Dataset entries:

═══

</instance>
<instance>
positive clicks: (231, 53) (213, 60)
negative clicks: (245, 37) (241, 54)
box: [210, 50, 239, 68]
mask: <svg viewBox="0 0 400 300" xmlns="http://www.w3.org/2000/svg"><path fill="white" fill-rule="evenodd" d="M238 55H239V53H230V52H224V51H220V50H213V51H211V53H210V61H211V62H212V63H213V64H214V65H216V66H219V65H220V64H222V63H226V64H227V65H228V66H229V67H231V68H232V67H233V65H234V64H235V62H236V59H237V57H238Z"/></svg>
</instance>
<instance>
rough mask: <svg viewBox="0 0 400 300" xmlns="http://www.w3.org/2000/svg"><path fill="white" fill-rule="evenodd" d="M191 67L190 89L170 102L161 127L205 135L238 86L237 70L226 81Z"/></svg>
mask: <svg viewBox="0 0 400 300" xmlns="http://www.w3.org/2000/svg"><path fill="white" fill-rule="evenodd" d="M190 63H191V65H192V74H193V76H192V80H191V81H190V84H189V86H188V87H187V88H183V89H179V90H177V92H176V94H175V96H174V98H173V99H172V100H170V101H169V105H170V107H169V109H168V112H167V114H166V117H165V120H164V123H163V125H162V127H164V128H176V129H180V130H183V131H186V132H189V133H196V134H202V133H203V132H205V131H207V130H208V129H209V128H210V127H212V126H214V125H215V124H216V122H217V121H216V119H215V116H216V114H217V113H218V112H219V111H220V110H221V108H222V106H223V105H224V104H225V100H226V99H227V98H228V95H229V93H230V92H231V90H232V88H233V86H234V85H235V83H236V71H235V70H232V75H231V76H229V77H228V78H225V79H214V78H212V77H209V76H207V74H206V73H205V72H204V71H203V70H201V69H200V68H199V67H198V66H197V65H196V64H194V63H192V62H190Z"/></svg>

═══

◆ **What is expected**: Copy out the entries above without altering a single character.

◆ **The answer**:
</instance>
<instance>
positive clicks: (231, 53) (213, 60)
negative clicks: (245, 37) (241, 54)
box: [210, 50, 239, 68]
mask: <svg viewBox="0 0 400 300" xmlns="http://www.w3.org/2000/svg"><path fill="white" fill-rule="evenodd" d="M238 55H239V53H230V52H224V51H220V50H213V51H211V53H210V61H211V62H212V63H213V64H214V65H216V66H219V65H220V64H222V63H226V64H227V65H228V66H229V67H231V68H232V67H233V65H234V64H235V62H236V59H237V57H238Z"/></svg>
</instance>
<instance>
rough mask: <svg viewBox="0 0 400 300" xmlns="http://www.w3.org/2000/svg"><path fill="white" fill-rule="evenodd" d="M191 67L190 89L170 102L161 127L205 135L238 86L237 70L226 81Z"/></svg>
mask: <svg viewBox="0 0 400 300" xmlns="http://www.w3.org/2000/svg"><path fill="white" fill-rule="evenodd" d="M190 63H191V65H192V74H193V76H192V80H191V81H190V84H189V86H188V87H187V88H183V89H179V90H177V92H176V94H175V96H174V98H173V99H172V100H170V101H169V105H170V107H169V109H168V112H167V114H166V117H165V120H164V123H163V125H162V127H164V128H176V129H180V130H183V131H186V132H189V133H196V134H202V133H203V132H205V131H207V130H208V129H209V128H210V127H212V126H214V125H215V124H216V122H217V121H216V119H215V116H216V114H217V113H218V112H219V111H220V110H221V108H222V106H223V105H224V104H225V100H226V99H227V98H228V95H229V93H230V92H231V90H232V88H233V86H234V85H235V83H236V71H235V70H232V75H231V76H229V77H228V78H225V79H214V78H212V77H209V76H207V74H206V73H205V72H204V71H203V70H201V69H200V68H199V67H198V66H197V65H196V64H194V63H192V62H190Z"/></svg>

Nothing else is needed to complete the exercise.